ACTION ITEM: In this exercise, every entry is to be transcribed exactly as written.

----- DATA

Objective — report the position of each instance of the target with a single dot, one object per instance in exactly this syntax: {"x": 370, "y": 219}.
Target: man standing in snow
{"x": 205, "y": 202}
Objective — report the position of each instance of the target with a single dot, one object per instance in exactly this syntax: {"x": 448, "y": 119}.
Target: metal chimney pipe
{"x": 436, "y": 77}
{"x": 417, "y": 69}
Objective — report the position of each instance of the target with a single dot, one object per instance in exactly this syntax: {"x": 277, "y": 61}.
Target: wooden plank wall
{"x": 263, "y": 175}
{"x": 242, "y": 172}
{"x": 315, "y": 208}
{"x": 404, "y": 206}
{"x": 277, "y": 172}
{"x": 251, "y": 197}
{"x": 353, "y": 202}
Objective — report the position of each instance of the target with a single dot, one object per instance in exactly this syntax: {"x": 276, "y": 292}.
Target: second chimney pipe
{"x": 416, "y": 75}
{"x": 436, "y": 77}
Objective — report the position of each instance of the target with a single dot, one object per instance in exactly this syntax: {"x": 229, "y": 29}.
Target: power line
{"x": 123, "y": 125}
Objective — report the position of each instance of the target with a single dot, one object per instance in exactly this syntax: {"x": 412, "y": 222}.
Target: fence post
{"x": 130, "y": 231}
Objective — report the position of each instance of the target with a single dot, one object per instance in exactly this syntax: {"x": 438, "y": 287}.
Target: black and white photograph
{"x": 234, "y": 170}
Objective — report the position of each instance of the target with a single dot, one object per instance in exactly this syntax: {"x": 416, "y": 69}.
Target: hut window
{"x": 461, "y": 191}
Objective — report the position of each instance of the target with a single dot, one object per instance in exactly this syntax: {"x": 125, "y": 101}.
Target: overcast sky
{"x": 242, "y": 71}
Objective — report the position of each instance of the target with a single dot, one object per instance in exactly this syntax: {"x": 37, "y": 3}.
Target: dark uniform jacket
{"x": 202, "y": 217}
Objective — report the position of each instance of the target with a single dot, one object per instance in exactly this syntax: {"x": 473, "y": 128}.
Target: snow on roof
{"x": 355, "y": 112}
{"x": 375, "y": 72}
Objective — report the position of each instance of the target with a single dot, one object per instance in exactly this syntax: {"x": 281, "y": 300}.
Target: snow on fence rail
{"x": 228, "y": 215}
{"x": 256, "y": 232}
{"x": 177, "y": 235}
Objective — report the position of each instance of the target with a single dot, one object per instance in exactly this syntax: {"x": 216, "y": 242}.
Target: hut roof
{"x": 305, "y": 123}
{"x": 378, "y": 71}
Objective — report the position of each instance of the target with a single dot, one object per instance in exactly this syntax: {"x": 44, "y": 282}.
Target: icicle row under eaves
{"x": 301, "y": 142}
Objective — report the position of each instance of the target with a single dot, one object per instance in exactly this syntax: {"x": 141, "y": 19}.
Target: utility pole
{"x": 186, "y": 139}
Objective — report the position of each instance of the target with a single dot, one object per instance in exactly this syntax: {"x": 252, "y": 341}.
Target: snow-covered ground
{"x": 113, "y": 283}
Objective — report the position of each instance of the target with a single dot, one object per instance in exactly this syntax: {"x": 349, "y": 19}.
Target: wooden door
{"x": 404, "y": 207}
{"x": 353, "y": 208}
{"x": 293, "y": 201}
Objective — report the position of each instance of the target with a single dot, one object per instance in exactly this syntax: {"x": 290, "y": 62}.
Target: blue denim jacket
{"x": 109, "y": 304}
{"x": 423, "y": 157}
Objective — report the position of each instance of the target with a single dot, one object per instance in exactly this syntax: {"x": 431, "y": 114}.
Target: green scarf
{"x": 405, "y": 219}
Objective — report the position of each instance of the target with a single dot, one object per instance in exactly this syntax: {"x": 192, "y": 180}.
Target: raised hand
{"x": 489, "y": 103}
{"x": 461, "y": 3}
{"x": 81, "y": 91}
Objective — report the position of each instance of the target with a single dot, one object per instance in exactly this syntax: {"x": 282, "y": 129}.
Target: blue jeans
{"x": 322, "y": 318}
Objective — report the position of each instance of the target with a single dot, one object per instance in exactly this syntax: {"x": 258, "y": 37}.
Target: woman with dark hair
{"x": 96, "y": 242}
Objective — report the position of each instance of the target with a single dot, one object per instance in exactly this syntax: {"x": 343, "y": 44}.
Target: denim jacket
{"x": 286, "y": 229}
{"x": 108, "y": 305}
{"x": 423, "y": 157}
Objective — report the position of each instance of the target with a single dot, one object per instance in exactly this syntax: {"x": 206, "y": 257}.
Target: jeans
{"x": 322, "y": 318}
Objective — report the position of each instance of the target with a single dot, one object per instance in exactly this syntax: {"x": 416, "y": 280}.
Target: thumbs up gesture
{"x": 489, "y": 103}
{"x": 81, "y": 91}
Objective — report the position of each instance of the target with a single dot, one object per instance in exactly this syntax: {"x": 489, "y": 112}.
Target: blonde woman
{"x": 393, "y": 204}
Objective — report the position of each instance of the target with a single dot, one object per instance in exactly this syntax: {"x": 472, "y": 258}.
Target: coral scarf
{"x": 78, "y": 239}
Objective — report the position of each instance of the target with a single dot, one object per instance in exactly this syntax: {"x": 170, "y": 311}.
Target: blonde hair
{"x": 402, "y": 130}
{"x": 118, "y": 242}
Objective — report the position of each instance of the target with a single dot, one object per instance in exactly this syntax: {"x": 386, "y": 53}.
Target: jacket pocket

----------

SOLUTION TO THE EXERCISE:
Objective — report the position of each instance of the target with a single dot, one object per instance in exactly this syntax: {"x": 370, "y": 219}.
Target: man standing in snow
{"x": 205, "y": 202}
Objective — report the position of each instance of the target with a single dot, one object per instance in exactly this syntax: {"x": 448, "y": 119}.
Target: metal chimney pipe
{"x": 436, "y": 77}
{"x": 417, "y": 69}
Objective — report the position of each instance of the target with a single dot, one object per instance in exactly this syntax: {"x": 277, "y": 61}.
Target: wooden plank wall
{"x": 263, "y": 175}
{"x": 242, "y": 172}
{"x": 315, "y": 208}
{"x": 404, "y": 206}
{"x": 277, "y": 172}
{"x": 251, "y": 197}
{"x": 353, "y": 202}
Objective — report the position of each instance of the target with a single dot, one object per instance in exactly this syntax: {"x": 276, "y": 292}.
Target: second chimney pipe
{"x": 416, "y": 75}
{"x": 436, "y": 77}
Objective — report the position of each instance of the target with a single dot, one object per instance in exactly this syntax: {"x": 229, "y": 29}.
Target: power line
{"x": 123, "y": 125}
Objective — report the position of each instance of the target with a single dot, one object per instance in exactly this syntax: {"x": 412, "y": 222}.
Target: fence post
{"x": 130, "y": 231}
Objective — report the position of each instance of the target with a single dot, one object per instance in exactly this syntax: {"x": 438, "y": 287}.
Target: black and white photograph
{"x": 234, "y": 170}
Objective — report the position of each instance of the target with a single dot, one object per instance in exactly this syntax: {"x": 416, "y": 69}.
Target: hut window
{"x": 461, "y": 191}
Objective — report the position of each instance of the target with a single dot, one object per instance in exactly this syntax: {"x": 125, "y": 101}.
Target: overcast sky
{"x": 242, "y": 71}
Objective — report the position of each instance of the target with a single dot, one object per instance in exactly this syntax: {"x": 37, "y": 3}.
Target: dark uniform jacket
{"x": 202, "y": 217}
Objective — report the position of each instance of the target with a single dot, one object per instance in exactly this syntax: {"x": 473, "y": 128}.
Target: snow on roof
{"x": 355, "y": 112}
{"x": 375, "y": 72}
Objective — report the position of each instance of the target with a single dot, one object per instance in exactly this syntax: {"x": 281, "y": 300}.
Target: snow on fence rail
{"x": 228, "y": 215}
{"x": 256, "y": 232}
{"x": 177, "y": 235}
Objective — report the position of each instance of the target with a single dot, one object per instance in exactly this syntax: {"x": 216, "y": 242}.
Target: hut roof
{"x": 305, "y": 123}
{"x": 378, "y": 71}
Objective — report the position of each instance of the target with a single dot, one object per instance in exactly this syntax: {"x": 44, "y": 282}.
Target: icicle row under eaves
{"x": 301, "y": 142}
Objective — report the position of each instance of the target with a single dot, one object per instance in exactly this syntax: {"x": 141, "y": 19}.
Target: utility pole
{"x": 186, "y": 139}
Objective — report the position of each instance of the target with a single dot, one object per instance in exactly this syntax: {"x": 252, "y": 341}.
Target: snow-covered ground
{"x": 113, "y": 283}
Objective — report the position of each instance of the target with a single dot, one object per instance in exactly this syntax: {"x": 349, "y": 19}.
Target: wooden door
{"x": 404, "y": 207}
{"x": 353, "y": 208}
{"x": 293, "y": 201}
Objective — report the position of each instance of the target with a single dot, one object per instance in exactly this syntax: {"x": 290, "y": 62}.
Target: blue denim jacket
{"x": 109, "y": 304}
{"x": 423, "y": 157}
Objective — report the position of each instance of the target with a single dot, one object per instance in exactly this syntax: {"x": 431, "y": 114}.
Target: green scarf
{"x": 405, "y": 219}
Objective — report the position of each instance of the target with a single dot, one object per instance in exactly this syntax: {"x": 192, "y": 180}.
Target: raised hand
{"x": 489, "y": 103}
{"x": 461, "y": 3}
{"x": 81, "y": 91}
Objective — report the position of each instance of the target with a single dot, one object per instance in exactly this syntax: {"x": 282, "y": 129}.
Target: blue jeans
{"x": 322, "y": 318}
Objective — report the position of each instance of the target with a single dot, one object per instance in exactly this syntax: {"x": 258, "y": 37}.
Target: woman with dark hair
{"x": 96, "y": 242}
Objective — report the position of each instance of the target with a single dot, one object per instance in exactly this syntax: {"x": 343, "y": 44}.
Target: denim jacket
{"x": 286, "y": 229}
{"x": 108, "y": 305}
{"x": 423, "y": 157}
Objective — report the position of each instance of the target with a single dot, one object per instance in exactly this syntax: {"x": 206, "y": 257}.
Target: jeans
{"x": 322, "y": 318}
Objective — report the position of each instance of the target with a single dot, one object per instance in exactly this syntax: {"x": 416, "y": 280}.
Target: thumbs up gesture
{"x": 489, "y": 103}
{"x": 81, "y": 91}
Objective — report the position of each instance of the target with a single dot, one object per instance in exactly this syntax: {"x": 489, "y": 112}.
Target: blonde woman
{"x": 393, "y": 204}
Objective — report the position of each instance of the target with a single dot, one object per instance in exactly this syntax: {"x": 472, "y": 258}.
Target: coral scarf
{"x": 78, "y": 239}
Objective — report the position of each instance of the target with a single dot, one object per instance in exactly this syntax: {"x": 170, "y": 311}.
Target: blonde hair
{"x": 402, "y": 130}
{"x": 118, "y": 242}
Objective — report the position of each instance of the target with a single dot, one object per instance in exactly this syntax: {"x": 386, "y": 53}.
Target: jacket pocket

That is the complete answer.